TEXTE SOURCE:
+++++

Mémoires de mains

Galerie Guillaume, Paris.

2016

« Mémoires de mains », exposition de Nikos Aliagas àla Galerie Guillaume à Paris du 21 au 24 septembre 2016, en collaboration avec la maison de couture Dormeuil.

« D’aussi loin que je me souvienne, l’une de mes premières sensations fut une caresse sur un tissu de laine fine. Dans la pénombre de son petit atelier, mon père traçait de longues courbes avec sa craie de tailleur avant de trancher des lamelles de tissu soyeux. J’ai grandi avec le bruit des ciseaux, le froissement de l’alpaga, le chuchotement du fil et de l’aiguille, les vapeurs du fer à repasser. Je fabriquais mes jouets à partir de chutes de tissus, de lisières imprimées, de coudes en en alcantara, de cols de chemise, de boutons en nacre, de patrons de couture cartonnés, de fermetures éclair et de porte aiguilles en velours. C’est dans ce microcosme que j’ai fait mes premiers pas de petit bonhomme, c’est dans cet environnement, entouré des miens, que chaque soir je récitais mes devoirs sous la machine à coudre de mon père. Mes parents étaient des artisans, des artistes de l’ombre, ils ont passé leur vie à confectionner des vêtements de lumière souvent pour d’autres artistes, ceux renaissent chaque soir sous les feux de la rampe. J’ai été élevé par ces « petites mains, courageuses et silencieuses.

+++++

JEU DE DONNÉES:
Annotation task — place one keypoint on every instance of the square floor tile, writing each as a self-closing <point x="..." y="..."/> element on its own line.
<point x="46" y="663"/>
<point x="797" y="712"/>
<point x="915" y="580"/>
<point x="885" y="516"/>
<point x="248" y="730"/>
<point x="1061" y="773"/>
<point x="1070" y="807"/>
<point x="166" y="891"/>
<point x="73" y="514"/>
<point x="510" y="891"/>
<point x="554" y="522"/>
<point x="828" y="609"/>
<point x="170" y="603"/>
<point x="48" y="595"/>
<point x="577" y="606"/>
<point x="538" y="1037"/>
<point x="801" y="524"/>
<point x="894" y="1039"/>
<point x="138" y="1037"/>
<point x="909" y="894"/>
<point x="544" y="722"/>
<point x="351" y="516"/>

+++++

Reprenez, s'il vous plaît, le texte sur l'exposition « Mémoires de mains », placé plus haut avant les données, et poursuivez-le après sa dernière phrase.

Ma rencontre avec la maison Dormeuil n’était donc pas fortuite. Dès la première minute j’ai eu comme une sensation de retrouvailles, de revenir en quelque sorte à la maison. Je connaissais la marque depuis toujours puisque mon père réalisait souvent ses costumes à partir de ces laines de grande qualité. C’est donc naturellement que j’ai porté l’habit comme la continuité de ce que je suis et ce que je ressens. Ce qui fait à mon sens l’authenticité et la puissance d’un vêtement, aussi discrètement que surement. Tout ce qui ne voit pas d’un premier coup d’œil me fascine. L’art manuel suggère l’excellence, il ne cherche pas à la vendre à tout prix, le travail fait avec les mains, n’a pas de prix. Au fond, il ne s’achète pas, il se respecte. L’ouvrage est plus important que le paquet cadeau. Photographier cet univers de savoir-faire et de transmission, comme un retour à l’enfance, a été un moment de plénitude et d’alignement. »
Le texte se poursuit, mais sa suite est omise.